Segment Start: Data for review

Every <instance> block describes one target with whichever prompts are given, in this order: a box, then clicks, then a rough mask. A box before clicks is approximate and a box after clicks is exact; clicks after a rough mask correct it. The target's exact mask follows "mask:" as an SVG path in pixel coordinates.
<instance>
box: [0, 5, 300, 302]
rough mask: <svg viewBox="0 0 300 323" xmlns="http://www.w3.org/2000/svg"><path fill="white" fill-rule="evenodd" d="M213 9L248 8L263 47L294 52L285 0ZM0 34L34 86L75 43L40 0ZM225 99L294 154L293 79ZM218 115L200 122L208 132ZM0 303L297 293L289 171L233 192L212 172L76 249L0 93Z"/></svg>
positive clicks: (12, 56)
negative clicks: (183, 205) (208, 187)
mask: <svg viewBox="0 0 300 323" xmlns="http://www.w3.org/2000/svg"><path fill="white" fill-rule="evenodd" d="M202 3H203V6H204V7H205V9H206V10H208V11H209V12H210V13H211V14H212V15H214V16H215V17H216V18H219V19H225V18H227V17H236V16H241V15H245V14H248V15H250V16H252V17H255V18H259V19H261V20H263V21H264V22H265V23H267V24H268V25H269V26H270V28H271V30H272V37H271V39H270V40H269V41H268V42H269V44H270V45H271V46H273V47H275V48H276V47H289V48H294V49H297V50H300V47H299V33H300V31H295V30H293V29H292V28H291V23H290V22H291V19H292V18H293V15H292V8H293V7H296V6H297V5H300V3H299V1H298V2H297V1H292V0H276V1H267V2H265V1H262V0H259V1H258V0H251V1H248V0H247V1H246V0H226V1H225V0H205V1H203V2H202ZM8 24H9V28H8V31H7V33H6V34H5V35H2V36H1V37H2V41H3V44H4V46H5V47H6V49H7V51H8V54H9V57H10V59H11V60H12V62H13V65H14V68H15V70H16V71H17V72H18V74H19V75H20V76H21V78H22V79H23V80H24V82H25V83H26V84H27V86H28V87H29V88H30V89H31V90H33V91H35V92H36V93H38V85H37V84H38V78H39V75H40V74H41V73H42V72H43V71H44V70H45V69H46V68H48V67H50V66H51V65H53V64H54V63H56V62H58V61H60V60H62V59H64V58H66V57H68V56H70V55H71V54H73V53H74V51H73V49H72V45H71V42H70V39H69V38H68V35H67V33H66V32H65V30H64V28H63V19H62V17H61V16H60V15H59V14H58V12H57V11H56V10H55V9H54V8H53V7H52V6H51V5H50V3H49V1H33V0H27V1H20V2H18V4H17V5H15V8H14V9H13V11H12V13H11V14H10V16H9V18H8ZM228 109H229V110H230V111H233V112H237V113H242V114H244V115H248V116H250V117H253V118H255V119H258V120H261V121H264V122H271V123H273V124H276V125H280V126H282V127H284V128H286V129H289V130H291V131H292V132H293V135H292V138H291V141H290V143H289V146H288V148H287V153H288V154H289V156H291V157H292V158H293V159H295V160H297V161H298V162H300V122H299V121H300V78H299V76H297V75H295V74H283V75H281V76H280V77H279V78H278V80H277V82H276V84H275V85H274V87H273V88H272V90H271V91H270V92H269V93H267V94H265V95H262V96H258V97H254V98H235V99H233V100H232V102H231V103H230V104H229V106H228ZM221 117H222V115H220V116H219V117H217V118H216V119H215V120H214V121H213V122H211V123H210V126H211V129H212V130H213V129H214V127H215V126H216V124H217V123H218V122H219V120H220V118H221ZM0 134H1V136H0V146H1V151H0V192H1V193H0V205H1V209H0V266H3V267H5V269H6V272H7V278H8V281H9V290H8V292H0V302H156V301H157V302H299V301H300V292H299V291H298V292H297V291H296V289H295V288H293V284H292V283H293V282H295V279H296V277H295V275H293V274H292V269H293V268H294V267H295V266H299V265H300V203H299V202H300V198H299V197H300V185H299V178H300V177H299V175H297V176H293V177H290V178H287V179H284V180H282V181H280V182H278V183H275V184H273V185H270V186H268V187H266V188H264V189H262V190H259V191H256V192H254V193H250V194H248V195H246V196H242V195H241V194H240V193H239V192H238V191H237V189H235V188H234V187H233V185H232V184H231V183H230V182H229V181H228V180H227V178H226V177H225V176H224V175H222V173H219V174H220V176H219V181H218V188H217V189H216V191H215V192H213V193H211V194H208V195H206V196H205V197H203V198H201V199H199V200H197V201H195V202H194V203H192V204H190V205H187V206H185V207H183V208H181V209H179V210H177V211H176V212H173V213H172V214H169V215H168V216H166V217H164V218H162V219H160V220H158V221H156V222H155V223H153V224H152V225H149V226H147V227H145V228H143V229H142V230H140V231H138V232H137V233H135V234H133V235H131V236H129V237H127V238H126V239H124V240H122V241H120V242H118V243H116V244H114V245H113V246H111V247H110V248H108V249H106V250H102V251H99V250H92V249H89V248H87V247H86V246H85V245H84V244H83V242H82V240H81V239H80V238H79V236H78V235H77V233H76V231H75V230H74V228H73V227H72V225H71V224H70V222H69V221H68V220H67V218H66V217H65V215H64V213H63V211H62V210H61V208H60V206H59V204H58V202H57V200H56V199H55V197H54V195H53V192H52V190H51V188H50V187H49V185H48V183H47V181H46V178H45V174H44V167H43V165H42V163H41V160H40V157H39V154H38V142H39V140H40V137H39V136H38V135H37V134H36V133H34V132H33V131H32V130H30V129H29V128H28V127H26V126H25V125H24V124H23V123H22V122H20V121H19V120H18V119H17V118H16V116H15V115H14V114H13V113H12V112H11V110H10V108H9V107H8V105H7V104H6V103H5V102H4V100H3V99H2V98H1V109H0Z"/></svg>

Segment End: Data for review

■ Brief
Reproduce every one of the rows above verbatim, character for character.

■ Solution to this problem
Every <instance> block describes one target with whichever prompts are given, in this order: a box, then clicks, then a rough mask. A box before clicks is approximate and a box after clicks is exact; clicks after a rough mask correct it. The target's exact mask follows "mask:" as an SVG path in pixel coordinates.
<instance>
box: [0, 5, 300, 302]
rough mask: <svg viewBox="0 0 300 323" xmlns="http://www.w3.org/2000/svg"><path fill="white" fill-rule="evenodd" d="M213 9L248 8L263 47L294 52L285 0ZM0 34L34 86L75 43L40 0ZM225 99L294 154L293 79ZM218 115L200 122L208 132ZM0 303L297 293L289 171L233 192L212 172L76 249L0 93Z"/></svg>
positive clicks: (12, 56)
negative clicks: (183, 205) (208, 187)
mask: <svg viewBox="0 0 300 323" xmlns="http://www.w3.org/2000/svg"><path fill="white" fill-rule="evenodd" d="M202 3H203V6H204V7H205V9H206V10H208V11H209V12H210V13H211V14H212V15H214V16H215V17H216V18H219V19H225V18H227V17H236V16H241V15H245V14H248V15H250V16H252V17H255V18H259V19H261V20H263V21H264V22H265V23H267V24H268V25H269V26H270V28H271V30H272V37H271V39H270V40H269V41H268V42H269V44H270V45H271V46H273V47H275V48H276V47H289V48H294V49H297V50H300V47H299V33H300V31H295V30H293V29H292V28H291V23H290V22H291V19H292V18H293V15H292V8H293V7H296V6H297V5H300V3H299V1H298V2H297V1H292V0H276V1H267V2H265V1H262V0H259V1H258V0H251V1H248V0H247V1H246V0H226V1H225V0H205V1H203V2H202ZM8 24H9V28H8V31H7V33H6V34H5V35H2V36H1V37H2V41H3V44H4V46H5V47H6V49H7V51H8V54H9V57H10V59H11V60H12V62H13V65H14V68H15V70H16V71H17V72H18V74H19V75H20V76H21V78H22V79H23V80H24V82H25V83H26V84H27V86H28V87H29V88H30V89H31V90H33V91H35V92H36V93H38V85H37V84H38V78H39V75H40V74H41V73H42V72H43V71H44V70H45V69H46V68H48V67H50V66H51V65H53V64H54V63H56V62H58V61H60V60H62V59H64V58H66V57H68V56H70V55H71V54H73V53H74V51H73V49H72V45H71V42H70V39H69V38H68V35H67V33H66V32H65V30H64V28H63V19H62V17H61V16H60V15H59V14H58V12H57V11H56V10H55V9H54V8H53V7H52V6H51V5H50V3H49V1H33V0H27V1H20V2H18V4H17V5H15V8H14V9H13V11H12V13H11V14H10V16H9V18H8ZM228 109H229V110H230V111H233V112H237V113H242V114H244V115H248V116H250V117H253V118H255V119H258V120H261V121H264V122H271V123H273V124H276V125H280V126H282V127H284V128H286V129H289V130H291V131H292V132H293V135H292V138H291V141H290V143H289V146H288V148H287V153H288V154H289V156H291V157H292V158H293V159H295V160H297V161H298V162H300V122H299V121H300V78H299V76H297V75H295V74H283V75H281V76H280V77H279V78H278V80H277V82H276V84H275V85H274V87H273V88H272V90H271V91H270V92H269V93H267V94H265V95H262V96H258V97H254V98H235V99H233V100H232V102H231V103H230V104H229V106H228ZM221 117H222V115H220V116H219V117H217V118H216V119H215V120H214V121H213V122H211V123H210V126H211V129H212V130H213V129H214V127H215V126H216V124H217V123H218V122H219V120H220V118H221ZM0 134H1V136H0V146H1V151H0V192H1V193H0V205H1V209H0V266H3V267H5V269H6V272H7V278H8V281H9V290H8V292H0V302H156V301H157V302H299V301H300V292H299V291H298V292H297V291H296V289H295V288H293V284H292V283H293V282H295V279H296V277H295V275H293V274H292V269H293V268H294V267H295V266H299V265H300V203H299V202H300V198H299V197H300V185H299V178H300V177H299V175H297V176H293V177H290V178H287V179H284V180H282V181H280V182H278V183H275V184H273V185H270V186H268V187H266V188H264V189H262V190H259V191H256V192H254V193H250V194H248V195H246V196H242V195H241V194H240V193H239V192H238V191H237V189H235V188H234V187H233V185H232V184H231V183H230V182H229V181H228V180H227V178H226V177H225V176H224V175H222V173H219V174H220V176H219V181H218V188H217V189H216V191H215V192H213V193H211V194H208V195H206V196H205V197H203V198H201V199H199V200H197V201H195V202H194V203H192V204H190V205H187V206H185V207H183V208H181V209H179V210H177V211H176V212H173V213H172V214H169V215H168V216H166V217H164V218H162V219H160V220H158V221H156V222H155V223H153V224H152V225H149V226H147V227H145V228H143V229H142V230H140V231H138V232H137V233H135V234H133V235H131V236H129V237H127V238H126V239H124V240H122V241H120V242H118V243H116V244H114V245H113V246H111V247H110V248H108V249H106V250H102V251H99V250H92V249H89V248H87V247H86V246H85V245H84V244H83V242H82V240H81V239H80V238H79V236H78V235H77V233H76V231H75V230H74V228H73V227H72V225H71V224H70V222H69V221H68V220H67V218H66V217H65V215H64V213H63V211H62V210H61V208H60V206H59V204H58V202H57V200H56V199H55V197H54V195H53V192H52V190H51V188H50V187H49V185H48V183H47V181H46V178H45V174H44V167H43V165H42V163H41V160H40V157H39V154H38V142H39V140H40V137H39V136H38V135H37V134H36V133H34V132H33V131H32V130H30V129H29V128H28V127H26V126H25V125H24V124H23V123H22V122H20V121H19V120H18V119H17V118H16V116H15V115H14V114H13V113H12V112H11V110H10V108H9V107H8V105H7V104H6V103H5V102H4V100H3V99H2V98H1V109H0Z"/></svg>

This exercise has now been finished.